The problem. Reproduce every one of the records below word for word, leaving out the pictures.

# Entries start

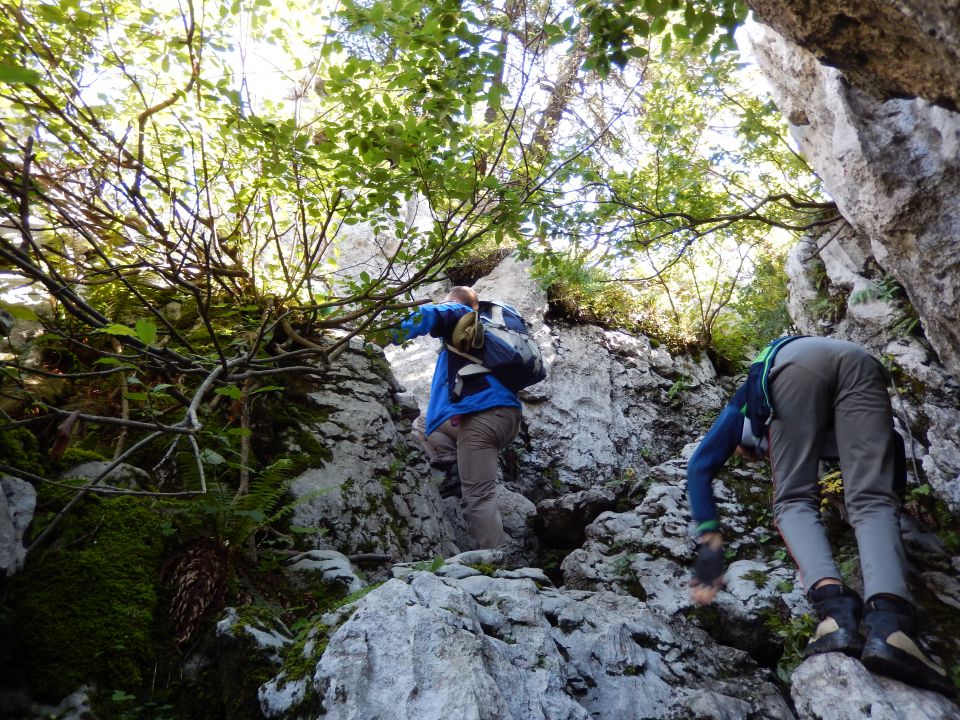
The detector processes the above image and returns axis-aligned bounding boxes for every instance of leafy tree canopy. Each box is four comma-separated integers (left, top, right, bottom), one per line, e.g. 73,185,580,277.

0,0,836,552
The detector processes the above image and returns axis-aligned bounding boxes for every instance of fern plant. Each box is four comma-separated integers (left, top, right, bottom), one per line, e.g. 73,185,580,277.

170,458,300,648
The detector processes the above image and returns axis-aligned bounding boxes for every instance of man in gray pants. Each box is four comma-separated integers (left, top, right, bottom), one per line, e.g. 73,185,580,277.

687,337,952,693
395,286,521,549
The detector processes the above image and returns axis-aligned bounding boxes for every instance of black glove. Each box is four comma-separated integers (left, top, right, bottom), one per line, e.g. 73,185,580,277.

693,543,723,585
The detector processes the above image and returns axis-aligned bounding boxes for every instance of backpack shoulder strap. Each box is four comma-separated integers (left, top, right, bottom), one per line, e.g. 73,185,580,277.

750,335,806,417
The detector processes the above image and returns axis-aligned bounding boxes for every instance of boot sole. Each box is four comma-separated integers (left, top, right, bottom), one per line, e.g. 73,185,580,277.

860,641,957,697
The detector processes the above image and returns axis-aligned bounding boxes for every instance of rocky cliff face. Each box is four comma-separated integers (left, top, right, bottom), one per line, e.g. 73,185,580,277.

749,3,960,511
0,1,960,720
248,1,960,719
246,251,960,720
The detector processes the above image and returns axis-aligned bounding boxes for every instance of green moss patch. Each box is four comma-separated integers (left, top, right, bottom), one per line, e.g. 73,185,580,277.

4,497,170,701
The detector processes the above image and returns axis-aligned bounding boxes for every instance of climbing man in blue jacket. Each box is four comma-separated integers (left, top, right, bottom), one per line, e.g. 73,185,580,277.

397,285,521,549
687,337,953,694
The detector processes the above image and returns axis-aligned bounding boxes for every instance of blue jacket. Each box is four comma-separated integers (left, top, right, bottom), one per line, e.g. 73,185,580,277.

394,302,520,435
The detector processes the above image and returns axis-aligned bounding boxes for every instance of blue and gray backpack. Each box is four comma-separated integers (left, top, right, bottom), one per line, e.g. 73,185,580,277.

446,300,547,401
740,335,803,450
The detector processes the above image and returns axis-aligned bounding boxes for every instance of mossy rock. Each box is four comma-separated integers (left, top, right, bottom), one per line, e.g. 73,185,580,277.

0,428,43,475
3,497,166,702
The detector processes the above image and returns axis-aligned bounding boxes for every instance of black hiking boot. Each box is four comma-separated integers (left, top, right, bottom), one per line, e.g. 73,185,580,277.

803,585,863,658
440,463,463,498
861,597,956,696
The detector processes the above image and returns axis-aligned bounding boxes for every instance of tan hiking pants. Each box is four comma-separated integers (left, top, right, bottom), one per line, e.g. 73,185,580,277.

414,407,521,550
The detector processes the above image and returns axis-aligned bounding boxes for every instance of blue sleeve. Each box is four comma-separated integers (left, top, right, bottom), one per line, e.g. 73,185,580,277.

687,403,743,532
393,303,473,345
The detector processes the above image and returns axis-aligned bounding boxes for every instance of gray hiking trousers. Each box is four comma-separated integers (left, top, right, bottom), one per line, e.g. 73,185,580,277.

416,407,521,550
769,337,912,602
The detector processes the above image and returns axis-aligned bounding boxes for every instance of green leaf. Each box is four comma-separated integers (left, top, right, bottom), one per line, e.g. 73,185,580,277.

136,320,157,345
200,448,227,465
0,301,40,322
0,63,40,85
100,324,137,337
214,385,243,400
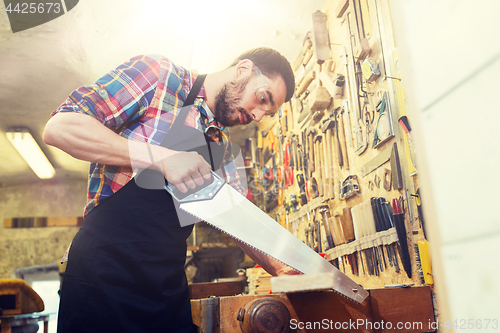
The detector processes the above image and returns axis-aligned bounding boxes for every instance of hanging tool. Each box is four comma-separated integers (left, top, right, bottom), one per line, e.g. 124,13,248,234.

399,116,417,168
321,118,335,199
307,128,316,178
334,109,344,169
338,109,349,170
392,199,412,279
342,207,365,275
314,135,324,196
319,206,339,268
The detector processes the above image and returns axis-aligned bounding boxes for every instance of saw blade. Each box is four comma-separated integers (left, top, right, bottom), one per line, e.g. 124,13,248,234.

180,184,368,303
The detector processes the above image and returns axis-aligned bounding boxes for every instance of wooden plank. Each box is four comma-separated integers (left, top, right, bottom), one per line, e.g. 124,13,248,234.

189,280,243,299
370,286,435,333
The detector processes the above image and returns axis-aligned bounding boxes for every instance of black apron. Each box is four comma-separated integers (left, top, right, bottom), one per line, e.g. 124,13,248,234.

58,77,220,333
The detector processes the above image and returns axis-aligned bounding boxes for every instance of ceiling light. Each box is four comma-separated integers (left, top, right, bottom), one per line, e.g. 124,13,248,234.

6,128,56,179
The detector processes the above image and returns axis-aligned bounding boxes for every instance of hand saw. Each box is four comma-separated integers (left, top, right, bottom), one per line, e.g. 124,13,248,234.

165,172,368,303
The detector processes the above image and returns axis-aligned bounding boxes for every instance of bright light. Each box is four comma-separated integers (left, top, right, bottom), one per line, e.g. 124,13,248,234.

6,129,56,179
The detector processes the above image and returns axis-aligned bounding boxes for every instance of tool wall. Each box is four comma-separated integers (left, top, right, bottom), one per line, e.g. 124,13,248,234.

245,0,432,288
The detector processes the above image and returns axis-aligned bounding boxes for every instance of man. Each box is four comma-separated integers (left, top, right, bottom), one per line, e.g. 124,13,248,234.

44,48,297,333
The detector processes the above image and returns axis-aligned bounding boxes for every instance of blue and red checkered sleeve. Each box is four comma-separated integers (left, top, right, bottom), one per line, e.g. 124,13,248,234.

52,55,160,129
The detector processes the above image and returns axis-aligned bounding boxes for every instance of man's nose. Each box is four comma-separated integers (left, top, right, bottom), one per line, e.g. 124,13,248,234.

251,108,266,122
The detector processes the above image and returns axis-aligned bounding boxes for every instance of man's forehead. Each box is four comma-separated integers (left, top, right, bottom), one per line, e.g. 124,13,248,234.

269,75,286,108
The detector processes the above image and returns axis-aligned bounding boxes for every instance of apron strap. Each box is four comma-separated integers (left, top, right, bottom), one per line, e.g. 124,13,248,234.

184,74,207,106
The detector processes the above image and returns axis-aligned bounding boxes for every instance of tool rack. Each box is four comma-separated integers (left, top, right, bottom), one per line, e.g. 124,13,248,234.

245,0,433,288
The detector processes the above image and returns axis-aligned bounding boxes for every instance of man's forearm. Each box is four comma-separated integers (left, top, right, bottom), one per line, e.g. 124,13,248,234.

# Entries end

In response.
The detector processes the above image and returns axis-aligned bounding boxes for every instance of leafy tree canopy. Each box is four comma-separated integers (left, top, right, bottom), one per line, e.g. 73,185,580,277.

0,0,836,552
The detector processes the above image and returns axis-aligned bounding boxes for every instance of fern plant. Each box is four comma-separated integers (left, top, right, bottom), one per line, e.g. 73,185,580,277.

170,458,300,648
The detector processes the above image and returns axis-aligned bounding boxes for every instance of man in gray pants. Each box is four comma-separated integers (left, top, right, bottom), one per line, e.g. 73,185,580,277.

687,337,952,693
395,286,521,549
The detector processes the above image and returns axis-aligned bounding boxes for every instance of black glove. Each box is four comma-separated integers (left, top, right, bottom), one per line, e.g. 73,185,580,277.

693,543,723,585
The detector processes the above image and returns axis-aligned bounding boxes for every instance of backpack shoulder strap. Each box is four comma-separated integers (left, top, right, bottom), one per line, e.g. 73,185,580,277.

750,335,806,417
The detector processes the above image and returns axis-aligned bounding boxes for every instance of boot sole. Each box is four comma-separated integers (left, top, right, bottom), one per line, e.g. 73,185,580,277.

860,641,957,697
The detector processes the above image and returns axis-aligned bounding boxes for every instance of rocky cliff face. Each box is four comma-separated integers (left, top, right, bottom), one per line, e.g. 73,185,580,277.

749,3,960,511
0,1,960,720
248,1,960,719
246,251,960,720
The detector processes the above image and returns axis-aligned bounding boxes for every instance of green moss patch. Each box is four comma-separated integers (left, top, right, bottom), one per line, e.g. 73,185,580,277.

4,497,170,701
The detector processes the above image and returns axis-aligned bounding boxes for every instance of climbing man in blue jacket. Each box is four comma-separated integers (left, top, right, bottom), one per line, e.g. 73,185,580,277.

397,285,521,549
687,337,953,694
The detector processes the above image and returns axis-aligned bounding boxes for every instance of blue jacket. Each box is four comma-separated integers (left, top, right, bottom), one per line, e.g. 73,185,580,277.

394,302,520,435
The detector processes the above image and returns axis-aligned bounding boxes for every instance of blue and gray backpack. Each box is four comma-separated integers (left, top, right, bottom), one per line, e.g. 73,185,580,277.

446,300,547,401
740,335,803,450
The detector processes the above image and returns axis-aligned bounding boxes for every instance of mossy rock. Each box is four comma-separated integers (left, top, right, bottom), one per line, e.g. 73,185,580,277.

0,428,43,475
3,497,166,702
The detector processes the above image and returns axis-aligned bounding boxes for every instance of black hiking boot. Each box is four comma-separated integers (left, top, right, bottom), one per line, e.g. 73,185,580,277.

803,585,863,658
440,463,463,498
861,597,956,696
The detector processes the above image and returns axis-aligned bounding boxes for every instance of tan hiking pants. Each box is four comma-separated integers (left, top, right, bottom), one per line, e.g. 73,185,580,277.

414,407,521,550
The detector processes the above image and returns axis-aligned bounding boxes for every instance of blue sleeve. Each box is four comma-separated integers (left, top, right, bottom), one per line, e.g. 73,185,580,277.

687,403,743,532
393,303,473,345
The detector processes the above image and returns axis-aligned bounding boxes for every instance of gray hiking trousers. Each box is four comma-separated integers (left, top, right, bottom), one per line, e.g. 73,185,580,277.

416,407,521,550
769,337,912,602
The detector processes the above image and returns axis-aligned bounding boxes for every instance of green leaf. Each box is four comma-separated integers (left, top, right, bottom), one per line, e.g. 73,185,580,277.

136,320,157,345
200,448,227,465
0,301,40,322
0,63,40,85
100,324,137,337
214,385,243,400
The detector processes the above image and returns axis-aligned bounding boxes for every instance of hanging tool. Each box is four comma-separated integers (left, top, right, bottom), one per line, e.g. 124,13,248,234.

399,116,417,168
321,118,335,199
307,128,316,178
334,109,344,169
338,109,349,170
392,199,412,279
342,207,365,275
314,135,324,196
319,206,339,268
The detector processes the above image and returns axis-aligned bounding boxes for every instance of saw blade. Each box is four comma-separated integers (left, top, right, bottom), one per line, e.g. 124,13,248,234.

180,184,368,303
The detector processes the above image and returns axis-aligned bounding boxes for every instance of wooden plank. Each box is four comma-separated integers (left, top, right, bottom), one per line, e.g. 124,13,248,234.

189,280,243,299
370,286,435,333
The detector processes the above image and returns axis-aligned bounding boxes for every instance of black apron. Each box is four comma-separated integers (left, top, right, bottom), one per line, e.g. 124,13,248,234.

58,77,220,333
The detector processes the above image and returns axis-aligned bounding boxes for every instance of ceiling light. Each box is four comma-separated integers (left, top, right, bottom), one per line, e.g. 124,13,248,234.

6,128,56,179
The detector processes the above image and returns axis-aligned bounding boxes for every instance of hand saw. Each box is four comma-separated integers (left, top, right, bottom), one per line, e.g. 124,13,248,234.

165,172,368,303
The detector processes the above image and returns axis-aligned bounding boxes for every instance of bright light. Each box is four comma-separated integers (left, top, right, bottom), one per line, e.g. 124,13,248,234.

6,129,56,179
The detector processes the above image and returns axis-aligned bounding boxes for every instance of tool wall. Each box is four comma-separated integers (left, top, right, bottom), one per line, e.g. 124,13,248,234.

245,0,432,288
The detector processes the above image and returns axis-aligned bounding boxes for every instance of man. Each box is four comma-separated integers (left, top, right, bottom), one per line, e.g. 124,13,248,234.

44,48,297,333
The detector processes the above image and returns axis-aligned bounding boxes for every instance of blue and red checkered sleeve. Each box is four comma-separated integers (left, top, right, bottom), one per line, e.g. 124,13,248,234.

52,55,160,129
The detector processes the above image and returns axis-aligned bounding boxes for every instance of man's nose. Each box is four comma-separated integers (left, top, right, bottom), one per line, e.g. 124,13,248,234.

251,108,266,122
The detector processes the above image and returns axis-aligned bounding boxes for every instance of man's forehead. Each box is four comma-separated integers (left, top, right, bottom), one per line, e.g. 124,13,248,234.

269,75,286,108
The detector processes the above image and returns axis-aligned bounding boxes for every instance of apron strap. Each box is four comma-separated integers (left, top, right, bottom), one per line, e.g. 124,13,248,234.

184,74,207,106
The detector processes the above image and returns axis-aligned bounding boxes for every instance of tool rack. Each box is four comma-separated integers (left, top, right, bottom), one per line, e.g. 124,13,248,234.

245,0,433,288
The detector processes the above image and returns axis-aligned bounding boxes for every instance of man's forearm. Each box is four comma-separated integers (left, top, right, bottom), one per line, e.g. 124,13,248,234.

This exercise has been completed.